__Article__.
Seriously? Seriously?!

Who does this? Whose process goes “I think I broke my knee… I wonder if I should see a doctor. I know—the interwebz will tell me.”

And why, for the love of french bread, does it take two questions before WebMD says “go see a doctor”? Try it yourself—click yes; you’ll get a second set of questions.

Now, before you point out that some people don’t know when to see the doctor, I realize that. My brother, in his infinite wisdom, just dislocated his ankle playing soccer, accidentally popped it in place on the way to the doctor, and then skipped the doctor to go fishing. His argument? “I was standing in a stream all day, which is like icing it.”

He felt my eye roll from thousands of miles away.

* * *

Why didn’t my expensive paddock boots ever break in at the heel, thus causing me years of a hateful relationship with them, but I bought a pair of cheapo boots and my first ride was comfortable bliss? Really. My unbroken-in new boots are more comfortable than my old Ariats. Why can’t I have quality and comfort, both?

__Recorded data__.
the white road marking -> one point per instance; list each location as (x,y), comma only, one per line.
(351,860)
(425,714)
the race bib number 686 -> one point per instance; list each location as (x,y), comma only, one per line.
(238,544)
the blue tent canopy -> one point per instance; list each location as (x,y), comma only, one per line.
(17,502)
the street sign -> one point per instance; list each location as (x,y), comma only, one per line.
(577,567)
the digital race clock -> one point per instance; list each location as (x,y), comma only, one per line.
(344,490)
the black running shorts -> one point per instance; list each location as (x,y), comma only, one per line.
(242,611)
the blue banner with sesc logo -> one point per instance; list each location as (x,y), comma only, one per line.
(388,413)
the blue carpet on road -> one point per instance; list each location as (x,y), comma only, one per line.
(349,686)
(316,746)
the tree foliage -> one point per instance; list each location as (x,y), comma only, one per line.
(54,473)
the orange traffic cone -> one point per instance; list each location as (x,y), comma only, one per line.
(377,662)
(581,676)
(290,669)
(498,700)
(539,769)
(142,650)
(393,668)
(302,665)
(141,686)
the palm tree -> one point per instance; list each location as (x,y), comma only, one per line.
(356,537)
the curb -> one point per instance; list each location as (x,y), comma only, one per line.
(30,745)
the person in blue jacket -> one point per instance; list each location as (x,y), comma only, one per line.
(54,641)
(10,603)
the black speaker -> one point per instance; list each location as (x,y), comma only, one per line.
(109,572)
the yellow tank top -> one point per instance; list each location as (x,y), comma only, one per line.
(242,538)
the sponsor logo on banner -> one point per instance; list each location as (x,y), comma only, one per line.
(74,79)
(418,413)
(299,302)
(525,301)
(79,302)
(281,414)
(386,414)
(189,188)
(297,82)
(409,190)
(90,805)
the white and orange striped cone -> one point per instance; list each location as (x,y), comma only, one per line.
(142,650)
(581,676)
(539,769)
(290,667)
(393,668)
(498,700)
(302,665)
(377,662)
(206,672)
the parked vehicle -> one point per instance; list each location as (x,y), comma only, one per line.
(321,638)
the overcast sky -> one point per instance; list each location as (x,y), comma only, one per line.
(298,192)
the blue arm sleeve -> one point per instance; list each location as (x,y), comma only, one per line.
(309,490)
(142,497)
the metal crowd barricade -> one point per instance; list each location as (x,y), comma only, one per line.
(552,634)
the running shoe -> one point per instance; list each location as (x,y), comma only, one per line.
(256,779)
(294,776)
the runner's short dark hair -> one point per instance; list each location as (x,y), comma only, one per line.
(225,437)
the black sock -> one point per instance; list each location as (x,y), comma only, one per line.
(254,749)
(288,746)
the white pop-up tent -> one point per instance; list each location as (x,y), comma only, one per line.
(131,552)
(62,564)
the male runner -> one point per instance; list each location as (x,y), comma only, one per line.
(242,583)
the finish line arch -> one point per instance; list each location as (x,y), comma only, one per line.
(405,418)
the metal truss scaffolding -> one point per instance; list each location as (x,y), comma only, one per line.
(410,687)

__Direction 1__.
Which lines in the entries contain the string "race"? Copy out each of them.
__Direction 2__.
Can you extend the blog post about WebMD and paddock boots past its final paragraph?
These entries have no connection to the blog post about WebMD and paddock boots.

__Expected output 1__.
the race bib number 686 -> one point per instance; list each location as (x,y), comma only, one per line.
the digital race clock -> one point per instance; list each location as (x,y), comma only, one per line.

__Expected output 2__.
* * *

Is it bad that my knee kind of clicks when I extend my leg and then hurts like hell? Should I go see a doctor? Should I be checking WebMD for that information? Wait, that’s what I was doing when I got sidetracked by the ludicrous “I think my knee is broken; what should I do?” question. My knee is not broken, by the way. It’s just… clicky. Would fishing in a glacier-fed stream help?

Would I have to move back to the frozen north to find a glacier-fed stream?

Was the frozen north really that bad? As bad as the oven they call the air outside my apartment?

This heat wave is frying my brain. I don’t think all the brochures mentioned brain frying. I’m sure I would have noticed.

I wonder what WebMD has to say about fried brains. Should I see a doctor for that?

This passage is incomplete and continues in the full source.